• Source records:
....

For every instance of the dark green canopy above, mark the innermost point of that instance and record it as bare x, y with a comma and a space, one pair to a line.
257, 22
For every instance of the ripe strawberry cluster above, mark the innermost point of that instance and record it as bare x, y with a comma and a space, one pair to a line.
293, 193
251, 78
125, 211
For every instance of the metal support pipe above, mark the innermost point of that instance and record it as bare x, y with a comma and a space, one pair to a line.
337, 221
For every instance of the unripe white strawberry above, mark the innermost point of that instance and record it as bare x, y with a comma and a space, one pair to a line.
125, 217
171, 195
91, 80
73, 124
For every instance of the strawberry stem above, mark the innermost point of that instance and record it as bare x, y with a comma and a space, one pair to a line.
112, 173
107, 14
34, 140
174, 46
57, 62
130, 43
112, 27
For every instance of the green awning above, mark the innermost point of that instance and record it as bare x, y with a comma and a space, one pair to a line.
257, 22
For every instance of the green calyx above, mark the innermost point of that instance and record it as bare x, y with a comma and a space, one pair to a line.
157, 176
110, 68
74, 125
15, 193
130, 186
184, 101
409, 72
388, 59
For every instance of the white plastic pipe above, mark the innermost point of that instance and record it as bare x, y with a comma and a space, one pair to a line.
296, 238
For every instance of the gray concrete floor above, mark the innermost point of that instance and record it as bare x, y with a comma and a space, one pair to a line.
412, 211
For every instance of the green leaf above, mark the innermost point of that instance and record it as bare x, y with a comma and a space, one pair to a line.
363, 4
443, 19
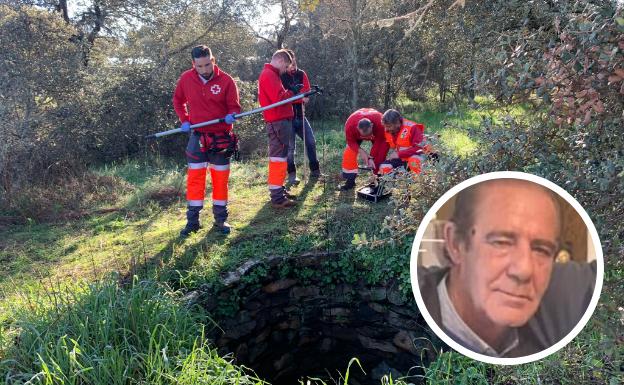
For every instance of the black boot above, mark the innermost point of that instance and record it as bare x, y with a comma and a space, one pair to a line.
220, 214
192, 221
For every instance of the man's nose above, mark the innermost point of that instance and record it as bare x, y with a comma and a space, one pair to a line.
521, 265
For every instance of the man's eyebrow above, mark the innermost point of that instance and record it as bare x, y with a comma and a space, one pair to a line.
500, 234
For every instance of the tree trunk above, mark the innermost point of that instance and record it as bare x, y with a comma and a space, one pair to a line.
61, 7
388, 91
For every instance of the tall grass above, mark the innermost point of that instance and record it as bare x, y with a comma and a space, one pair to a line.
104, 334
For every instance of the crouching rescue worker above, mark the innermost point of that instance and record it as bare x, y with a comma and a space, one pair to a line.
404, 138
363, 124
204, 93
278, 123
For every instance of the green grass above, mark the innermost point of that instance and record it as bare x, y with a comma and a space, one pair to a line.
102, 334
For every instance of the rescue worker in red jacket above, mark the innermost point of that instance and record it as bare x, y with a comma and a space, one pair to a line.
278, 124
363, 124
404, 138
203, 93
301, 126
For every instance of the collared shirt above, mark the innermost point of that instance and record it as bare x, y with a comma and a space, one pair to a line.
462, 334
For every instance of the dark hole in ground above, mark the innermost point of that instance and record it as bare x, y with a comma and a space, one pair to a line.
287, 330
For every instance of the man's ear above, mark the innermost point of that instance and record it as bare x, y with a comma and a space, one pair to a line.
452, 242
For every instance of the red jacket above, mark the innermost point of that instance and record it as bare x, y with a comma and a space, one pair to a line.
270, 90
197, 102
353, 135
407, 140
292, 78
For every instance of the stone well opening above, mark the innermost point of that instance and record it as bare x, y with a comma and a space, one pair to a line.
287, 328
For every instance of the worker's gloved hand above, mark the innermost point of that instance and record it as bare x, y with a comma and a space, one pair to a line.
186, 127
230, 118
296, 88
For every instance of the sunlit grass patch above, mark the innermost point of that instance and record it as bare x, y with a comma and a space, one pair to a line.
458, 142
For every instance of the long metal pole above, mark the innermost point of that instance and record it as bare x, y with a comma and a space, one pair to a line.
316, 90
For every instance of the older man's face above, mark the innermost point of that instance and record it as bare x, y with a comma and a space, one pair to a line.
506, 267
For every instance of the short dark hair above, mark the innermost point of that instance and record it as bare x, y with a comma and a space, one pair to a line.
467, 200
201, 51
364, 124
283, 54
290, 52
391, 116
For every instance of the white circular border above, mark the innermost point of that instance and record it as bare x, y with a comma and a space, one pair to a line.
599, 261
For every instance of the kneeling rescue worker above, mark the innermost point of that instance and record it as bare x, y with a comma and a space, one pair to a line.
204, 93
362, 125
404, 138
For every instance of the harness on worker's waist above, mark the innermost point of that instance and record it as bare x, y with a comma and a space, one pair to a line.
225, 143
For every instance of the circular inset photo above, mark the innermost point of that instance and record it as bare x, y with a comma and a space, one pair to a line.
506, 268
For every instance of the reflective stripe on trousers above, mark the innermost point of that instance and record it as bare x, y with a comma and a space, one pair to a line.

....

• Written request: Can you quote exactly the lines from the one containing "For every instance of the long" through the last line of the records above, and nothing else?

• Solution:
For every instance of the long metal pole above, mark the innermost point of that instance and record it as bare x, y with a comma and a space, one pair to a line.
316, 90
For every instance of the older man's face above, mark the innermost point of that instance and record it as bare x, y with a comma and a space, one pair to a line.
506, 267
For every instance of the short dark hair above, mark the innermost point of that instance and record it as bare x, y with a comma and a space, one pair to a line.
467, 200
201, 51
364, 124
283, 54
290, 52
391, 116
For every instance of the white circular border above, mark the innermost point of that instance and record it as bare x, y with a comma and a space, one pair to a line.
599, 261
For every instance of the kneeling rescue worker above, mark the innermost point of that instance and record it as bare x, y with a comma and a space, one pair to a line.
204, 93
362, 125
404, 138
For every instance of the harness on worker's waist above, mark the innermost point of that instance and record it as bare x, y with a comma and a space, one pair to a line.
225, 143
For every instance of the circular inset photo above, mark the innermost point of that instance and record it as bare x, y with a comma and a space, one pair to a line.
506, 268
For every instance of the reflective stripe on trousers above, mark the innermost point of that instance and record it as bare x, y with a comma and a space, one pair to a line.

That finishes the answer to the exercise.